BEGIN Records supplied
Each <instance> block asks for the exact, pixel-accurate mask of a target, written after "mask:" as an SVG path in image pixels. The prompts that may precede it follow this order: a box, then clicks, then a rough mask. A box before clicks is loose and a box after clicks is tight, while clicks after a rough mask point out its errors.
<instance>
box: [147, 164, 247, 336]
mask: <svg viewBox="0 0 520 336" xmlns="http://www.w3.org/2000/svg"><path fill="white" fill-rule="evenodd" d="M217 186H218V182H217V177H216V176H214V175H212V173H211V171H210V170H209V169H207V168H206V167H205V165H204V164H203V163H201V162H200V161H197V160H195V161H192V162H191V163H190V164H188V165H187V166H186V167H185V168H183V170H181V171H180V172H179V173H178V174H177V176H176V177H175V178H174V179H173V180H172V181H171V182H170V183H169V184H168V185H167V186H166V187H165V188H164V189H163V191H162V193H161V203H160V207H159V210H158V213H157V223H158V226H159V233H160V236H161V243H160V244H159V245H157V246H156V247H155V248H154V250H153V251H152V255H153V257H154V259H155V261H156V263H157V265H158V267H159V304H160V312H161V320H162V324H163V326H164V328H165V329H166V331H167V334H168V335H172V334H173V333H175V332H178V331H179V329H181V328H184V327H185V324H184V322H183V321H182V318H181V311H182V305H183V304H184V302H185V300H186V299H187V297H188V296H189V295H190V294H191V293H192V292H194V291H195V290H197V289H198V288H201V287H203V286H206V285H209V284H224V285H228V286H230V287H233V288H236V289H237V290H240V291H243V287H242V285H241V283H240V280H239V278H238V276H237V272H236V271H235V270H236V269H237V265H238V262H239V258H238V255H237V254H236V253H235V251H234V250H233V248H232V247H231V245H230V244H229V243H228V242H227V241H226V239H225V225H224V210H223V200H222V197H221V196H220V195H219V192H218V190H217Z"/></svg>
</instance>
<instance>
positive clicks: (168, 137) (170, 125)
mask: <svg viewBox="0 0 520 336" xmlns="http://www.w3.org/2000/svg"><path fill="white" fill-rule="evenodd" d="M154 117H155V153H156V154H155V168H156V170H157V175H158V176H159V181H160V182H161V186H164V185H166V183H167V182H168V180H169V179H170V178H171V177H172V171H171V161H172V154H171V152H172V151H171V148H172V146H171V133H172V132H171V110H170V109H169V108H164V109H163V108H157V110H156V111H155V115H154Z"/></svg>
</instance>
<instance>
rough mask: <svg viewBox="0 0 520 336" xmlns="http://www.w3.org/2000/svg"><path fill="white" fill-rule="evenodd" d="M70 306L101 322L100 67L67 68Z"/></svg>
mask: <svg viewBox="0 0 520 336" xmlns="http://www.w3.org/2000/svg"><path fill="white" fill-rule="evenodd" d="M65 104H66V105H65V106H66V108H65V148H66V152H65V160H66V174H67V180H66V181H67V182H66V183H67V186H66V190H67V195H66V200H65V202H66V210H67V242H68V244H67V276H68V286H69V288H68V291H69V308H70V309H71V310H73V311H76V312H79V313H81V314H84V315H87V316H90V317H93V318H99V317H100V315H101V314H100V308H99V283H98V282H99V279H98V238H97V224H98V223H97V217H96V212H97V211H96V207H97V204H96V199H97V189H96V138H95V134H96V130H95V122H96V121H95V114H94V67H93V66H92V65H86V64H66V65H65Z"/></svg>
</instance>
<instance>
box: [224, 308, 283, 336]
END Records supplied
◆ Problem requirements: Type out the entries exactly as they appear above.

◆ Answer space:
Each <instance> block asks for the exact, pixel-accurate mask of a target, written after "mask:" as an SVG path in image pixels. The prompts that may precede it follow this order: a box, then clicks, then a rough mask. A box before clicks is loose and a box after clicks is tight, while clicks after a rough mask point out its errors.
<instance>
box: [147, 164, 247, 336]
mask: <svg viewBox="0 0 520 336" xmlns="http://www.w3.org/2000/svg"><path fill="white" fill-rule="evenodd" d="M217 186H218V182H217V177H216V176H214V175H212V173H211V171H210V170H209V169H207V168H206V167H205V165H204V164H203V163H201V162H200V161H197V160H195V161H192V162H191V163H190V164H188V165H187V166H186V167H185V168H183V170H181V171H180V172H179V173H178V174H177V176H176V177H175V178H174V179H173V180H172V181H171V182H170V183H169V184H168V185H167V186H166V187H165V188H164V189H163V191H162V193H161V203H160V207H159V210H158V213H157V223H158V226H159V233H160V236H161V243H160V244H159V245H157V246H156V247H155V248H154V250H153V251H152V255H153V257H154V259H155V261H156V263H157V265H158V267H159V304H160V312H161V320H162V324H163V326H164V328H165V329H166V331H167V334H168V335H172V334H173V333H175V332H178V331H179V329H181V328H184V327H185V324H184V322H183V321H182V318H181V311H182V305H183V304H184V302H185V300H186V299H187V297H188V296H189V295H190V294H191V293H192V292H194V291H195V290H197V289H198V288H201V287H203V286H206V285H209V284H224V285H228V286H230V287H233V288H236V289H237V290H240V291H243V287H242V285H241V283H240V280H239V278H238V276H237V272H236V271H235V270H236V269H237V265H238V262H239V258H238V255H237V254H236V253H235V251H234V250H233V248H232V247H231V245H230V244H229V243H228V242H227V241H226V239H225V225H224V210H223V200H222V197H221V196H220V195H219V192H218V190H217Z"/></svg>
</instance>
<instance>
positive clicks: (168, 137) (170, 125)
mask: <svg viewBox="0 0 520 336" xmlns="http://www.w3.org/2000/svg"><path fill="white" fill-rule="evenodd" d="M154 117H155V153H156V154H155V168H156V170H157V175H158V176H159V181H160V182H161V186H164V185H166V183H167V182H168V180H169V179H170V178H171V177H172V171H171V161H172V154H171V152H172V151H171V148H172V146H171V133H172V132H171V110H170V109H169V108H164V109H163V108H157V110H156V111H155V115H154Z"/></svg>
</instance>
<instance>
rough mask: <svg viewBox="0 0 520 336" xmlns="http://www.w3.org/2000/svg"><path fill="white" fill-rule="evenodd" d="M70 306L101 322L100 67L67 68Z"/></svg>
mask: <svg viewBox="0 0 520 336" xmlns="http://www.w3.org/2000/svg"><path fill="white" fill-rule="evenodd" d="M65 104H66V105H65V106H66V108H65V148H66V152H65V160H66V174H67V180H66V181H67V182H66V183H67V186H66V190H67V195H66V200H65V202H66V210H67V242H68V244H67V276H68V286H69V288H68V291H69V308H70V309H71V310H73V311H76V312H79V313H81V314H84V315H87V316H90V317H93V318H99V317H100V315H101V314H100V308H99V283H98V282H99V279H98V238H97V224H98V223H97V217H96V212H97V211H96V207H97V204H96V199H97V189H96V138H95V134H96V130H95V122H96V121H95V114H94V67H93V66H92V65H86V64H66V65H65Z"/></svg>
</instance>
<instance>
box: [224, 308, 283, 336]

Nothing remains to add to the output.